Deine Erfahrung als Anwalt dürfte aber auch nicht unbedingt repräsentativ sein (da bei Dir natürlich nur Fälle landen, wo der Kunde sich nicht einigen konnte)
Das mag ich nicht in Abrede stellen, auch wenn fluggastrechtliche Streitigkeiten für mich nur ein Abfallprodukt meiner Reisen (und solcher im Freundes- und Bekanntenkreis) sind. Ich wäre allerdings sehr zurückhaltend damit, bei Kunden, die gegen die Willkür der Airlines nicht vorgehen, auf deren Einverständnis mit der angebotenen Ersatzbeförderung zu schließen: Die meisten fügen sich in ihr Schicksal oder glauben schlicht den Lügen, die ihnen in den Antwortschreiben der Airlines oder am Telefon aufgetischt wurden ("wir können nicht / dürfen nicht / müssen nicht" für "wir wollen nicht").

^^^^^^^^

● Aufgaben
[a] Gib bitte den vorliegenden Text zwischen „Deine Erfahrung als“ und „nicht einigen konnte)“, einschließlich, wörtlich wieder.
[b] Beantworte anhand des vorliegenden Textes:
(i) Welche Berufserfahrung spricht der erste Satz an?
(ii) Als was werden fluggastrechtliche Streitigkeiten bezeichnet?
(iii) Für welche Aussage steht laut Text „wir können nicht / dürfen nicht / müssen nicht“?

Gespeicherte Dateneinträge
^^^^^^^^

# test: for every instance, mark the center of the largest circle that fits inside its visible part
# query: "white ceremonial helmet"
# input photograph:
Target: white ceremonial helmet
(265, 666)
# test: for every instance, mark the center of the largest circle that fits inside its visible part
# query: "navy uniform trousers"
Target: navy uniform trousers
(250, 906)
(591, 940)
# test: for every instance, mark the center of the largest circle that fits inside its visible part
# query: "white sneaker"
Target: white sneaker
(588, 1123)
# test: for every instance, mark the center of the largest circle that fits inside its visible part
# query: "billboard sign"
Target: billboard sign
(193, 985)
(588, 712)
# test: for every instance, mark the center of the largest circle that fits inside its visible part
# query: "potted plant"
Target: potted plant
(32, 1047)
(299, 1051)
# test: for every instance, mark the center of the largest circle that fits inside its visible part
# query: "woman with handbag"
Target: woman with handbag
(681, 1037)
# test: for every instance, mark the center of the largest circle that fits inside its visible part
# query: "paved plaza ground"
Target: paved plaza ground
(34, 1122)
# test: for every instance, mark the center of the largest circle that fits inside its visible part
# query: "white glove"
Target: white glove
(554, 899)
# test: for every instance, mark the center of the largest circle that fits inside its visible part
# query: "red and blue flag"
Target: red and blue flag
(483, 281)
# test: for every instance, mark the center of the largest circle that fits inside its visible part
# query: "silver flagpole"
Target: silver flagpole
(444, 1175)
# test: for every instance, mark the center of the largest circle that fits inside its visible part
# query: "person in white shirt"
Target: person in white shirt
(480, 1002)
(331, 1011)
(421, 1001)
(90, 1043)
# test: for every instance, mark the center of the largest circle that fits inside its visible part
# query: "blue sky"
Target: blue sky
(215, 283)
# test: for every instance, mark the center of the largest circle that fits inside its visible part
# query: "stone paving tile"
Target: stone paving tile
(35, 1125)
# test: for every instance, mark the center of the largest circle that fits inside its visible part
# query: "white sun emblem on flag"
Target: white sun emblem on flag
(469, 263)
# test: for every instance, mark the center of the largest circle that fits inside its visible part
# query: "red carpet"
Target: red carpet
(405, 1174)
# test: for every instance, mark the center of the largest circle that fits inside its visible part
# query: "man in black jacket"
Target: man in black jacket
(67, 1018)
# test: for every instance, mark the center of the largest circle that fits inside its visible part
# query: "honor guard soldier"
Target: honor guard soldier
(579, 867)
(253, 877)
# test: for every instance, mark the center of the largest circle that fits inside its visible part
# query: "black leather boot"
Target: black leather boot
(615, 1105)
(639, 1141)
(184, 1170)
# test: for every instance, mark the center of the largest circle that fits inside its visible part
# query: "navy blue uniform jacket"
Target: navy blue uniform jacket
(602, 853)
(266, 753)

^^^^^^^^

● Lösungen im Einzelnen
[a]
Deine Erfahrung als Anwalt dürfte aber auch nicht unbedingt repräsentativ sein (da bei Dir natürlich nur Fälle landen, wo der Kunde sich nicht einigen konnte)

[b]
(i) Die Erfahrung als Anwalt.
(ii) Als ein Abfallprodukt von Reisen, auch solcher im Freundes- und Bekanntenkreis.
(iii) Für „wir wollen nicht“.